Problem to solve. Every line of the material below must be repeated exactly.

Entries supplied.
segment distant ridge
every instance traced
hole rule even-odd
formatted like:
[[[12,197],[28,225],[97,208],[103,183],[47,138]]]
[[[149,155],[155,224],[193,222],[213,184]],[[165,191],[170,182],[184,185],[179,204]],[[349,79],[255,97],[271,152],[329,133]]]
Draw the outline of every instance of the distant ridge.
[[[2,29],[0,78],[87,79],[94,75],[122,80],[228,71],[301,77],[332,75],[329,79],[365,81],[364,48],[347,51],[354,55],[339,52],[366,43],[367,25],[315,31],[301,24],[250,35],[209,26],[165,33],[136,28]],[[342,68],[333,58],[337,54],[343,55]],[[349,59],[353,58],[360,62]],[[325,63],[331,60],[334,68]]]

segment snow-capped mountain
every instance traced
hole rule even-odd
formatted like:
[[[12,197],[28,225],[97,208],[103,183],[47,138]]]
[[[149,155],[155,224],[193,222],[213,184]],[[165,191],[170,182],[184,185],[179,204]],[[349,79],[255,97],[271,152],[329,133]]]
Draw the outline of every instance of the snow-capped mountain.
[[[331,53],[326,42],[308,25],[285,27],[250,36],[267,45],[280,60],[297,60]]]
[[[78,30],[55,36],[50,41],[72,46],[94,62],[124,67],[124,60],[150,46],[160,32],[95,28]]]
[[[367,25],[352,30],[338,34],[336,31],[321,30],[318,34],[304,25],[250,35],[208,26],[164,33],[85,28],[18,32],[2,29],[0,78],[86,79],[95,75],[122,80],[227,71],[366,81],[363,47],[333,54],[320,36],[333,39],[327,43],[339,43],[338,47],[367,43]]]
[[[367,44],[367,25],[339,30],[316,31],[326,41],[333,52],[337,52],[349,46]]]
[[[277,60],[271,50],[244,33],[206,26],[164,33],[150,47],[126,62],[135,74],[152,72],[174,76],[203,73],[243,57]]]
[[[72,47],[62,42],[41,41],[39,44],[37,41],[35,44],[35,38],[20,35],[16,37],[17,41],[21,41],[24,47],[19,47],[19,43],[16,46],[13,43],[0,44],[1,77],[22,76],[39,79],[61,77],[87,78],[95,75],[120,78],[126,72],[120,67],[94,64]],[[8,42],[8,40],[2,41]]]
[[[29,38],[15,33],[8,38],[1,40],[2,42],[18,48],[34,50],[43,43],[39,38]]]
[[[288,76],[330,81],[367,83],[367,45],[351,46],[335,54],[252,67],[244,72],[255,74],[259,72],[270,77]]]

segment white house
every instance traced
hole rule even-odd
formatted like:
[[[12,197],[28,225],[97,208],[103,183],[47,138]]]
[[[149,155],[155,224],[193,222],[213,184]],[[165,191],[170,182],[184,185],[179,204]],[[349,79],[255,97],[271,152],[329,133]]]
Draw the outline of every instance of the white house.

Answer to the task.
segment distant ridge
every instance traced
hole rule even-odd
formatted like:
[[[12,197],[28,225],[97,208],[103,183],[47,138]]]
[[[149,155],[155,224],[193,222],[213,184]],[[165,191],[170,182],[184,185],[179,204]],[[349,79],[255,97],[271,152],[329,133]]]
Draw the outline of every instance of the distant ridge.
[[[2,29],[0,78],[87,79],[94,75],[122,80],[228,71],[301,77],[332,75],[329,79],[365,81],[364,48],[347,51],[354,55],[339,52],[366,43],[367,25],[315,31],[301,24],[250,35],[209,26],[165,33],[136,28]],[[342,68],[333,58],[337,54],[343,55]],[[349,59],[353,58],[360,62]],[[325,63],[331,60],[334,68]]]

segment snow-capped mountain
every instance traced
hole rule even-odd
formatted like:
[[[12,197],[28,225],[97,208],[103,183],[47,138]]]
[[[149,155],[155,224],[193,222],[213,184]],[[165,191],[170,182],[184,185],[179,204]],[[349,79],[255,97],[271,152],[329,133]]]
Draw the outline of every instance of the snow-capped mountain.
[[[331,53],[326,42],[308,25],[285,27],[250,36],[267,45],[280,60],[297,60]]]
[[[78,30],[55,36],[50,41],[72,46],[94,62],[124,67],[124,60],[150,46],[160,32],[95,28]]]
[[[367,25],[352,30],[338,34],[336,31],[321,30],[318,34],[304,25],[250,35],[208,26],[164,33],[85,28],[18,32],[2,29],[0,78],[86,79],[95,75],[122,80],[227,71],[366,81],[363,47],[333,54],[320,36],[333,39],[327,43],[339,43],[338,47],[367,43]]]
[[[367,44],[367,25],[339,30],[316,31],[326,41],[333,52],[337,52],[349,46]]]
[[[277,60],[271,50],[244,33],[206,26],[164,33],[150,47],[126,62],[135,74],[152,72],[174,76],[203,73],[243,57]]]
[[[72,47],[62,42],[41,41],[39,44],[37,41],[35,44],[35,38],[20,35],[16,37],[17,41],[21,41],[24,47],[19,47],[19,43],[16,46],[13,43],[0,44],[1,77],[22,76],[39,79],[61,77],[87,78],[95,75],[120,78],[126,72],[120,67],[94,64]],[[8,42],[8,40],[2,41]]]
[[[29,38],[15,33],[8,38],[1,40],[2,42],[18,48],[34,50],[43,43],[39,38]]]
[[[288,76],[330,81],[367,83],[367,45],[351,46],[335,54],[252,67],[244,72],[255,74],[259,72],[270,77]]]

segment white house
every instance traced
hole rule even-odd
formatted like:
[[[12,197],[28,225],[97,208],[103,183],[47,138]]]
[[[149,155],[155,224],[193,222],[213,184]],[[165,191],[170,182],[184,185],[179,204]],[[349,79],[255,97],[271,152],[329,133]]]
Draw the outline of every instance of the white house.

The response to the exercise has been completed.